● Exercise instructions: Would you please output only the lines from the one containing "on soil, put" through the end of the entries below, exactly as written?

● Supplied material:
____

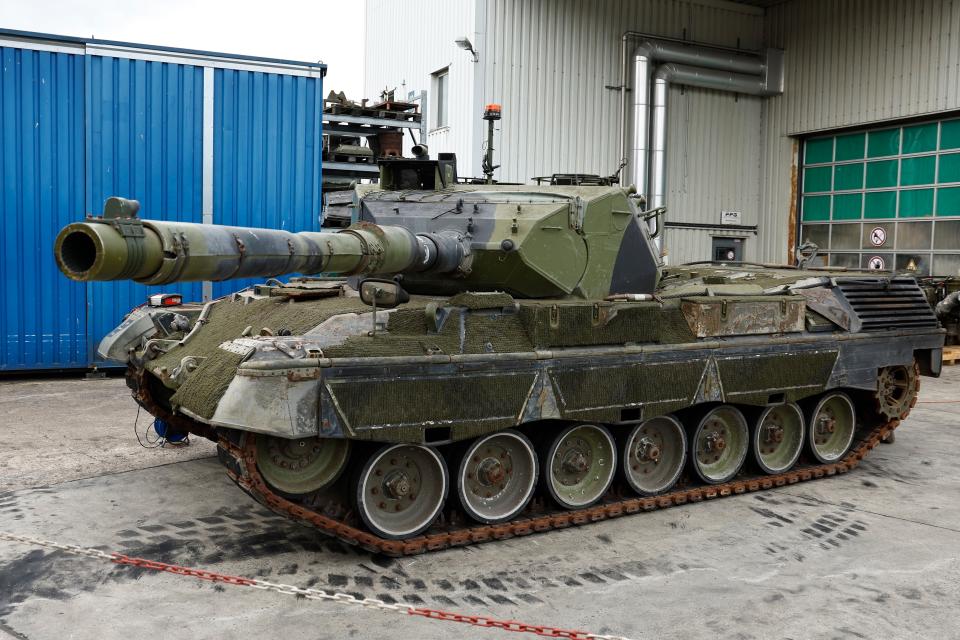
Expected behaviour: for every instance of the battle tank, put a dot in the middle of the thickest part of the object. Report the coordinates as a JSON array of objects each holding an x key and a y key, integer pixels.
[{"x": 485, "y": 361}]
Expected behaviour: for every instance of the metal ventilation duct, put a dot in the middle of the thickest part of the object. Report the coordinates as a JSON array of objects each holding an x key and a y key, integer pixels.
[{"x": 656, "y": 64}]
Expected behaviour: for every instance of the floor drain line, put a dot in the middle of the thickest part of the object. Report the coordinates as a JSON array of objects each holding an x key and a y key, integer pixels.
[{"x": 312, "y": 594}]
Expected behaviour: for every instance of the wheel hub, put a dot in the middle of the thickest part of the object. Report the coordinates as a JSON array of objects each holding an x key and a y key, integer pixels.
[
  {"x": 826, "y": 425},
  {"x": 301, "y": 466},
  {"x": 648, "y": 451},
  {"x": 575, "y": 461},
  {"x": 490, "y": 472},
  {"x": 715, "y": 441},
  {"x": 397, "y": 485},
  {"x": 773, "y": 434},
  {"x": 497, "y": 476}
]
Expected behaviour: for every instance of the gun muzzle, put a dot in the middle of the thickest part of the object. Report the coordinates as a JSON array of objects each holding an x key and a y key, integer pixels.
[{"x": 121, "y": 246}]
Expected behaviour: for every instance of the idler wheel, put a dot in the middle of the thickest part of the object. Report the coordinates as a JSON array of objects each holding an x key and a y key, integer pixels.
[
  {"x": 778, "y": 437},
  {"x": 579, "y": 465},
  {"x": 897, "y": 389},
  {"x": 719, "y": 445},
  {"x": 831, "y": 426},
  {"x": 653, "y": 455},
  {"x": 401, "y": 490},
  {"x": 302, "y": 465},
  {"x": 497, "y": 476}
]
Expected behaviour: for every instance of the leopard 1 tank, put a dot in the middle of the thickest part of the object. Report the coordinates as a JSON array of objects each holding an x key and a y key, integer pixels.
[{"x": 484, "y": 361}]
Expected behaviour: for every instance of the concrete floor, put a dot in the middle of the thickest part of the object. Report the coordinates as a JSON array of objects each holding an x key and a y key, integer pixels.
[{"x": 870, "y": 554}]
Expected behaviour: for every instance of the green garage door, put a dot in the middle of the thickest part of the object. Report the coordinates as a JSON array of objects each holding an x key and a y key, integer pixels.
[{"x": 885, "y": 198}]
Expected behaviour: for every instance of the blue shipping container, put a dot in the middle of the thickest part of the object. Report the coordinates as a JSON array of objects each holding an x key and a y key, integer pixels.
[{"x": 193, "y": 136}]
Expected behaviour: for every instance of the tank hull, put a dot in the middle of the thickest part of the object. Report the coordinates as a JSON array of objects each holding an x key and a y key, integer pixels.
[{"x": 480, "y": 367}]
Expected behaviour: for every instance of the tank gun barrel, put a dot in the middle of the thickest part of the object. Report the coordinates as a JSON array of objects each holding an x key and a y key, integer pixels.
[{"x": 119, "y": 245}]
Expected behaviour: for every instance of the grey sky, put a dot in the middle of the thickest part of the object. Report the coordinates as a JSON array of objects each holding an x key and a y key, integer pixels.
[{"x": 308, "y": 30}]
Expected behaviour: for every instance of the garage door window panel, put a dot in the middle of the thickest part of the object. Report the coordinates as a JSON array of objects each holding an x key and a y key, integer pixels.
[
  {"x": 916, "y": 203},
  {"x": 880, "y": 204},
  {"x": 920, "y": 138},
  {"x": 883, "y": 143}
]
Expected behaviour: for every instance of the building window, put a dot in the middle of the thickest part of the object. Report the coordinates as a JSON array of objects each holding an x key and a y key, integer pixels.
[
  {"x": 885, "y": 198},
  {"x": 441, "y": 103}
]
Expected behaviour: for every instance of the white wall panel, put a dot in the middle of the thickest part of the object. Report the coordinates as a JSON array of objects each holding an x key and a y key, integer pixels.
[
  {"x": 550, "y": 64},
  {"x": 405, "y": 43},
  {"x": 851, "y": 63}
]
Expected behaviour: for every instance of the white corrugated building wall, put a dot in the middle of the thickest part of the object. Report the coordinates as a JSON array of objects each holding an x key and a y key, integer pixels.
[{"x": 554, "y": 65}]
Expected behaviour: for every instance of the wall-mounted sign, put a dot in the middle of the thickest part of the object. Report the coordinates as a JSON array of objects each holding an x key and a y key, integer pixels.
[
  {"x": 878, "y": 236},
  {"x": 730, "y": 217}
]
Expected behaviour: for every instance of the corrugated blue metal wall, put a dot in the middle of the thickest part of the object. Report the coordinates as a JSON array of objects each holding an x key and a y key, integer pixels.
[
  {"x": 43, "y": 319},
  {"x": 144, "y": 122},
  {"x": 76, "y": 129},
  {"x": 266, "y": 154}
]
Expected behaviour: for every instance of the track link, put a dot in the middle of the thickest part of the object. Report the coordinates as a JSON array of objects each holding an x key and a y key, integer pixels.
[
  {"x": 250, "y": 480},
  {"x": 242, "y": 469}
]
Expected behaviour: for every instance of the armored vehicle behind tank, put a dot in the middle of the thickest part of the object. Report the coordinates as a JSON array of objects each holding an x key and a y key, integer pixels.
[{"x": 489, "y": 361}]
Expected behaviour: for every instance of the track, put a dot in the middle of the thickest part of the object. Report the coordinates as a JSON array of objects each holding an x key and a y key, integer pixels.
[{"x": 239, "y": 458}]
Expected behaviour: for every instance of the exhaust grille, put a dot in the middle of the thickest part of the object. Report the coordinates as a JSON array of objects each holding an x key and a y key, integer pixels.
[{"x": 895, "y": 303}]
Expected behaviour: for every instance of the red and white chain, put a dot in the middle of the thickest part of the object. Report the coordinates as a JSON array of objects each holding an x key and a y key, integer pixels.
[{"x": 312, "y": 594}]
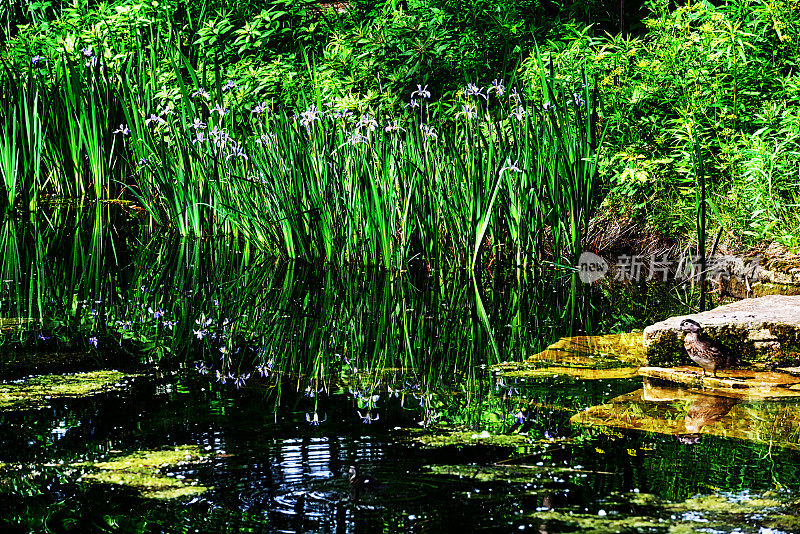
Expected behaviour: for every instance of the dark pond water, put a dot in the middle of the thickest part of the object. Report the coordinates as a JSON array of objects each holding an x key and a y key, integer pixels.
[{"x": 273, "y": 379}]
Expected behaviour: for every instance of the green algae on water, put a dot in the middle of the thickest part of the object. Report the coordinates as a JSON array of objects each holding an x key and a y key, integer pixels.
[
  {"x": 143, "y": 471},
  {"x": 465, "y": 438},
  {"x": 35, "y": 392}
]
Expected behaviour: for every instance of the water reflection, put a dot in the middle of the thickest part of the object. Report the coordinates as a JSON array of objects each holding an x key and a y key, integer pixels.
[
  {"x": 704, "y": 410},
  {"x": 287, "y": 375}
]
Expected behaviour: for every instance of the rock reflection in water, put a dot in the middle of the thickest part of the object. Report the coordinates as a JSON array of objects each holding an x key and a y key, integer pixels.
[{"x": 705, "y": 410}]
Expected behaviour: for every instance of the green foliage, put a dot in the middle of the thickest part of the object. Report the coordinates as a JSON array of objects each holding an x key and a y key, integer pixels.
[{"x": 701, "y": 72}]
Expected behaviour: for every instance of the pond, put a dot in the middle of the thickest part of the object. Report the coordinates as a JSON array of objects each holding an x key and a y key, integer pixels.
[{"x": 153, "y": 385}]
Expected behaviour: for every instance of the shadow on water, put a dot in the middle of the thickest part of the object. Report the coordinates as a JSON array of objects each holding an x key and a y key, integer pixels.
[{"x": 281, "y": 377}]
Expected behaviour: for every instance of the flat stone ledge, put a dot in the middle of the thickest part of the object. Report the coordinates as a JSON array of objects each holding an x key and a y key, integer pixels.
[
  {"x": 737, "y": 383},
  {"x": 761, "y": 329}
]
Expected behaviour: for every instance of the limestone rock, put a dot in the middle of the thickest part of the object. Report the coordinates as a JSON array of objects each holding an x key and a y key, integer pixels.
[{"x": 760, "y": 329}]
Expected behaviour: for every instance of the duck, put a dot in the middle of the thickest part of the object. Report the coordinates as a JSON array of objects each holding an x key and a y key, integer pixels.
[
  {"x": 706, "y": 353},
  {"x": 360, "y": 483}
]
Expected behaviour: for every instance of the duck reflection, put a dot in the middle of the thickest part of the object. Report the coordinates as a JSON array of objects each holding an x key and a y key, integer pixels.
[{"x": 705, "y": 410}]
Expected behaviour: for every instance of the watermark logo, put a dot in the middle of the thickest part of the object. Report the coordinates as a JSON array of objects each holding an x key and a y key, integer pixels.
[
  {"x": 591, "y": 267},
  {"x": 634, "y": 268}
]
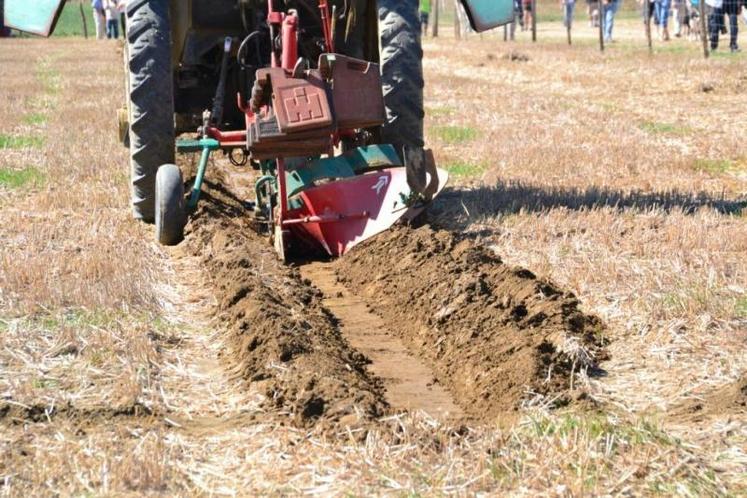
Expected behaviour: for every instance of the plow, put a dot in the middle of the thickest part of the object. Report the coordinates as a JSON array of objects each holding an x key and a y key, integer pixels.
[
  {"x": 323, "y": 100},
  {"x": 317, "y": 187}
]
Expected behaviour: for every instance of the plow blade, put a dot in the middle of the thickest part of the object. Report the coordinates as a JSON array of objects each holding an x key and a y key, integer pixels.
[{"x": 340, "y": 214}]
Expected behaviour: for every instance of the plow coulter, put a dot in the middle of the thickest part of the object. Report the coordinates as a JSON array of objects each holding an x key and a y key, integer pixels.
[{"x": 323, "y": 184}]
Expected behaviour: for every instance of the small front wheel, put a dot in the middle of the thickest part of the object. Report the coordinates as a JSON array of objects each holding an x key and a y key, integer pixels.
[{"x": 171, "y": 215}]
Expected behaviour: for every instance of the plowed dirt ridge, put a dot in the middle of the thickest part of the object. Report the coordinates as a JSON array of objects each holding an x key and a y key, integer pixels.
[{"x": 414, "y": 319}]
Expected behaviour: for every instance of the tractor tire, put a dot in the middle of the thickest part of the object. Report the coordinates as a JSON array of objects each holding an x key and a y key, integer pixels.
[
  {"x": 401, "y": 59},
  {"x": 151, "y": 95},
  {"x": 171, "y": 215}
]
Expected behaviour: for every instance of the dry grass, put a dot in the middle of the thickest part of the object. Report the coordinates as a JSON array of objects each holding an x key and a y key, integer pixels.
[{"x": 596, "y": 192}]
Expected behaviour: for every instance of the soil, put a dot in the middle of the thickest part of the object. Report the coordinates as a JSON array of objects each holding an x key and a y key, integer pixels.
[
  {"x": 412, "y": 319},
  {"x": 494, "y": 335},
  {"x": 409, "y": 383},
  {"x": 728, "y": 400},
  {"x": 282, "y": 340}
]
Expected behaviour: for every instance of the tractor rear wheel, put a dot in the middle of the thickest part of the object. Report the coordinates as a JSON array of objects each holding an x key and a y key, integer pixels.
[
  {"x": 401, "y": 59},
  {"x": 151, "y": 94},
  {"x": 170, "y": 211}
]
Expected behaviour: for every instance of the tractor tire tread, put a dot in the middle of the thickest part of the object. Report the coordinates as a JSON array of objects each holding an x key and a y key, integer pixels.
[
  {"x": 402, "y": 72},
  {"x": 152, "y": 140}
]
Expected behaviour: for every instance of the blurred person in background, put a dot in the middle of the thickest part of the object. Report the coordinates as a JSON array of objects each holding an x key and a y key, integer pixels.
[
  {"x": 609, "y": 10},
  {"x": 662, "y": 15},
  {"x": 651, "y": 15},
  {"x": 98, "y": 17},
  {"x": 679, "y": 16},
  {"x": 731, "y": 10},
  {"x": 527, "y": 6},
  {"x": 122, "y": 8},
  {"x": 592, "y": 8},
  {"x": 715, "y": 13},
  {"x": 112, "y": 19},
  {"x": 568, "y": 7},
  {"x": 425, "y": 13}
]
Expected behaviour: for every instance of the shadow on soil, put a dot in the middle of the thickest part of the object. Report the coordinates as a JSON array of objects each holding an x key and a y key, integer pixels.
[{"x": 510, "y": 198}]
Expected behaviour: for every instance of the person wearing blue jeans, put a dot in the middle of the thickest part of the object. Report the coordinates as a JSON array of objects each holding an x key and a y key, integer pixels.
[
  {"x": 715, "y": 13},
  {"x": 568, "y": 7},
  {"x": 662, "y": 14},
  {"x": 608, "y": 17},
  {"x": 731, "y": 10}
]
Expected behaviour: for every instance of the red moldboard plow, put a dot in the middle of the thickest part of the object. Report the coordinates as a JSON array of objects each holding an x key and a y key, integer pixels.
[{"x": 308, "y": 130}]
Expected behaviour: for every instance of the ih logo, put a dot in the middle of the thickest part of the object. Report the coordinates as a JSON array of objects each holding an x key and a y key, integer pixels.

____

● Task answer:
Expected behaviour: for every instance of the shadow on soil, put a dot in the middle of the thickest part of the object. Report the coordinates as a JSON array of objects each holding an x key and a y key, integer pixels.
[{"x": 510, "y": 198}]
Expected behaviour: for every instance of the person wearing blue jeans, put a dot in the middle of the thickest part of the object. Report the coordinates as a JSON array of objects each holding an x key and a y key, integer pixels.
[
  {"x": 715, "y": 13},
  {"x": 568, "y": 7},
  {"x": 662, "y": 14},
  {"x": 608, "y": 17},
  {"x": 731, "y": 10}
]
Expected behaviour: for every instance of the red moldboard plow, put a dot in the middle of the thickest part of the object. Report the coordinates as a JSON array of objects each holding an x key and a y key, integer pixels.
[{"x": 308, "y": 130}]
Expected behaviour: for every instance of the ih logo, put a dot in the middle of the thickest part of the object. Report the coordinates as a JSON array of objects each holding an x key and a y key, integer pixels.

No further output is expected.